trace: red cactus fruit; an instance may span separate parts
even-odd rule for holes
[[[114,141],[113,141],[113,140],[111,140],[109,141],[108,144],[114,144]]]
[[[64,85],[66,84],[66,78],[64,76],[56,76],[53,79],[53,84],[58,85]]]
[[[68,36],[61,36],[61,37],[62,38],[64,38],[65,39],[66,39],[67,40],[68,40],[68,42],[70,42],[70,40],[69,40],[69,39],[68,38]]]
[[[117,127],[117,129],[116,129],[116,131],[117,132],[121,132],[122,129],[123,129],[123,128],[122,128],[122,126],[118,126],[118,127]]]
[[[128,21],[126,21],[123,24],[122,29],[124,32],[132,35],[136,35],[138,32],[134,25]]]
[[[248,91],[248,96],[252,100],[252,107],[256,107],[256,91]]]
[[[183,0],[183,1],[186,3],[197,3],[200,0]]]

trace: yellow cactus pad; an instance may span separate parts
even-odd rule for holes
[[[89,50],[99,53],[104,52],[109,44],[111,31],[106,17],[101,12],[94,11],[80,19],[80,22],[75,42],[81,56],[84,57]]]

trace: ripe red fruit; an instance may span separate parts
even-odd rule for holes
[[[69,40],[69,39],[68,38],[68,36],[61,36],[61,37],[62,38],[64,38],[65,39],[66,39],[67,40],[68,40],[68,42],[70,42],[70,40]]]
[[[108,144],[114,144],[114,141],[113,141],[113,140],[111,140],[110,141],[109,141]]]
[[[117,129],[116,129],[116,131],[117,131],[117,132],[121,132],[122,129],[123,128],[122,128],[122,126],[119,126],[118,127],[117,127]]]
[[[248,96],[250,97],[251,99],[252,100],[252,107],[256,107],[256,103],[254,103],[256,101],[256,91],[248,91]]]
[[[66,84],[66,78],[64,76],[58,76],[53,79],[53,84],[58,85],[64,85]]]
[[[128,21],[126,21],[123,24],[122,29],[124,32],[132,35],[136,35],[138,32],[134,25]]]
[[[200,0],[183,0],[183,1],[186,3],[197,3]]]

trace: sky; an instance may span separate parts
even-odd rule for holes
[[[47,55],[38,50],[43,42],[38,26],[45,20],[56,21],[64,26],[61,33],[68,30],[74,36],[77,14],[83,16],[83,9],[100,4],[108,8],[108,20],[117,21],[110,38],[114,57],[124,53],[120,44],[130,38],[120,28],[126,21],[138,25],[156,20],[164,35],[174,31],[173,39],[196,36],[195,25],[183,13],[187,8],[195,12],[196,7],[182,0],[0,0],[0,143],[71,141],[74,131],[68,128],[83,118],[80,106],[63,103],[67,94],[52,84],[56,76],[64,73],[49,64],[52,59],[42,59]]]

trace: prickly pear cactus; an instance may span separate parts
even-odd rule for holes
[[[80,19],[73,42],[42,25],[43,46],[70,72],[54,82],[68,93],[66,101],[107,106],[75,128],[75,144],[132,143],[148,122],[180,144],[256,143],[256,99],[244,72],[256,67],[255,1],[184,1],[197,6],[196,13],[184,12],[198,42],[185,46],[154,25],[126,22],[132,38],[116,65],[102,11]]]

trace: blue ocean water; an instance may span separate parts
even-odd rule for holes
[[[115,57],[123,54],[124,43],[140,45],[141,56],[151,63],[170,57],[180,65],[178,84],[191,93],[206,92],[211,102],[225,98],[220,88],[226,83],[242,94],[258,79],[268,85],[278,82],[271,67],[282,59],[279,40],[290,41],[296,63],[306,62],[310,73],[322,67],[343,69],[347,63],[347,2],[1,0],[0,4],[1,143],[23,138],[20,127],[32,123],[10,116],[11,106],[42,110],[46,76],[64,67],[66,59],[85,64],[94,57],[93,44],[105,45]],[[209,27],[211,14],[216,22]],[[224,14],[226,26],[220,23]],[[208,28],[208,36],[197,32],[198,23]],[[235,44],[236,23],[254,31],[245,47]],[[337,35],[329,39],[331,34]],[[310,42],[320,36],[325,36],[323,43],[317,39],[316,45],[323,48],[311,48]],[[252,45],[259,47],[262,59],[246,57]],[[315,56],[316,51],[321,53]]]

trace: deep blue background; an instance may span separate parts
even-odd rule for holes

________________

Task description: Starting with the line containing "trace: blue ocean" and going on through the end of the records, rewrite every line, requests included, scaling each coordinate in the answers by 2.15 and rounding to whole numbers, halves up.

Solution:
trace: blue ocean water; an instance may span separate parts
even-odd rule for holes
[[[247,123],[264,116],[267,92],[301,97],[303,120],[325,135],[366,123],[387,140],[383,181],[411,200],[443,198],[454,219],[484,211],[473,189],[486,178],[520,202],[555,170],[576,183],[598,176],[583,144],[606,127],[600,86],[624,88],[636,135],[658,133],[667,157],[692,144],[737,148],[746,135],[746,4],[2,0],[0,9],[2,307],[49,297],[43,273],[69,264],[22,249],[24,228],[90,237],[99,163],[138,144],[142,127],[183,138],[202,123],[200,95],[226,97]],[[449,58],[454,30],[464,47]],[[482,30],[486,56],[473,49]],[[447,60],[447,77],[424,69],[426,49]],[[505,95],[507,49],[546,67],[527,101]],[[725,75],[707,84],[712,73]],[[667,90],[688,77],[699,77],[694,92],[682,84],[679,97],[694,103],[669,103]],[[542,97],[557,101],[563,127],[529,123]],[[677,120],[679,110],[690,114]]]

trace: deep blue background; an instance may span separate parts
even-odd rule for holes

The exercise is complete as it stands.